● **Passage**

+---+

Shakespeare Cipher
In an earlier post I analyzed a PHP web shell using a version of transposition obfuscation. Recently, a friend of mine taking a cybersecurity class reached out for assistance with a cipher problem; I suspected this too was transposition.
Overview:
But first things first. Here is the cipher text: What can we infer right away? Are we going to assume that it’s some text made up of exactly 5-letter words throughout the message (i.e. “Today comes every other…etc”) or can we assume that this message is just broken up into easily transmitted bock sizes, in this case blocks of 5? I guessed the latter as more plausible. In fact, a lot of encoding breaks up the message into blocks, and strips out spaces, punctuation, etc. So, this message could in fact be something like this instead, “Todayisthefirstdayoftherest….. etc”…we just do not know yet. What else can we infer? Take a look at the second to last row, what kind of English works (we are assuming this message is in English) has a pattern of yhzhh, or gggcx? I cannot reliable think of any legitimate words that make up that pattern, so I already know this is a more complex cipher being used.

+---+

● **Given entries**
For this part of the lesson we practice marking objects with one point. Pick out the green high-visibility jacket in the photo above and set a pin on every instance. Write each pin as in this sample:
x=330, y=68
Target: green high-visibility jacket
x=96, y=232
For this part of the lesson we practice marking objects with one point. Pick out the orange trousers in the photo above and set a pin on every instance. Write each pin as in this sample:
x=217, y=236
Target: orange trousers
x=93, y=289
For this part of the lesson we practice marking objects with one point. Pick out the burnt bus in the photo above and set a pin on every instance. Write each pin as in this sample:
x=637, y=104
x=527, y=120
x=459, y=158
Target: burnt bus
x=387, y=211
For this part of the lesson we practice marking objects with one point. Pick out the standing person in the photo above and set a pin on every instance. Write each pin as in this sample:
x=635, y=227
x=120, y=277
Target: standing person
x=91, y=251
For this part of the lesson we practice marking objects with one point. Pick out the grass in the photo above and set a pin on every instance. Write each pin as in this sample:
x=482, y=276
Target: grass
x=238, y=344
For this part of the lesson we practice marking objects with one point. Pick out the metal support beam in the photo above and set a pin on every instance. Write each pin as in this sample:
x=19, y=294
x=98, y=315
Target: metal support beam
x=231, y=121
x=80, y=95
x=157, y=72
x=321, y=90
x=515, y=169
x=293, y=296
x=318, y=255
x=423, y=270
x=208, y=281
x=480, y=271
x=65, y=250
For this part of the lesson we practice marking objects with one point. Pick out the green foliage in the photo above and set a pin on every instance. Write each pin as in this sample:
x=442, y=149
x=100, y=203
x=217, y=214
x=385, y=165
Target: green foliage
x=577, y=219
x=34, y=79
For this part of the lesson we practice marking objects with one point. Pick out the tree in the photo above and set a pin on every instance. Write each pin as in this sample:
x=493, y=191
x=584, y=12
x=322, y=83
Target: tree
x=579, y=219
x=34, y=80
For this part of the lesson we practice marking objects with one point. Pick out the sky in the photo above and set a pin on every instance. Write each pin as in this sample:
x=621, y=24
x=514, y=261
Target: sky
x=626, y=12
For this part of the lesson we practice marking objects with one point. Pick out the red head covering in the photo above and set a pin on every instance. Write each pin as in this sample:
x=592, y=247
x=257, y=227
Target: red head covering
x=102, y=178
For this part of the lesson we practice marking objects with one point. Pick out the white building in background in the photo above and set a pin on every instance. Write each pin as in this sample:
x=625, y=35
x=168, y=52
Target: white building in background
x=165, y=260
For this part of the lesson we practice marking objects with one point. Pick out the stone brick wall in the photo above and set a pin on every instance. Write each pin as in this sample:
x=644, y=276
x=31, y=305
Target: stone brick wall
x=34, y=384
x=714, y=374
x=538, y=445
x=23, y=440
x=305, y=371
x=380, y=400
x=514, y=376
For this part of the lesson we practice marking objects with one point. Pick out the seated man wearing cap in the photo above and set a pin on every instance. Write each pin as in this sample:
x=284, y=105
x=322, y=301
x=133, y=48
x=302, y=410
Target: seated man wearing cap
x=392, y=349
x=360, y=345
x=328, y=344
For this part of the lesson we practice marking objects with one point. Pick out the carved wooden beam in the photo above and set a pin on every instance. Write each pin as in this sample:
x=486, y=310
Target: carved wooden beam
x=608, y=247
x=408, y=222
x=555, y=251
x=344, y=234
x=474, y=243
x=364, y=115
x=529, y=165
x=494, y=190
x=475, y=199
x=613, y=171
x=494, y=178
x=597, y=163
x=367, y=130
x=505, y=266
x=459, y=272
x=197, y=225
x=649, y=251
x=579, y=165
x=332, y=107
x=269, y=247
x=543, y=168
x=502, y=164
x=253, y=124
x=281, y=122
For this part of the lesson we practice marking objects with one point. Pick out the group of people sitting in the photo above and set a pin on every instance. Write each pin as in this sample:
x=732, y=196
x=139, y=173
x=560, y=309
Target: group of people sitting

+---+

● **List of tasks**
1. Rewrite the paragraph of the Shakespeare Cipher post that begins "But first things first" as a short bulleted list that keeps its main facts.
2. Write out the Shakespeare Cipher post word for word from "Shakespeare Cipher" up to and including "too was transposition.".

● **Task answers**
1.
- The message could be made of exactly five-letter words, or it could be split into blocks of five for easy transmission. The author judges the second option more plausible.
- Much encoding breaks a message into blocks and strips out spaces and punctuation, so the original may be continuous text.
- The second-to-last row shows patterns such as yhzhh and gggcx. Assuming the message is in English, these match no real words.
- That points to a more complex cipher.

2.
Shakespeare Cipher
In an earlier post I analyzed a PHP web shell using a version of transposition obfuscation. Recently, a friend of mine taking a cybersecurity class reached out for assistance with a cipher problem; I suspected this too was transposition.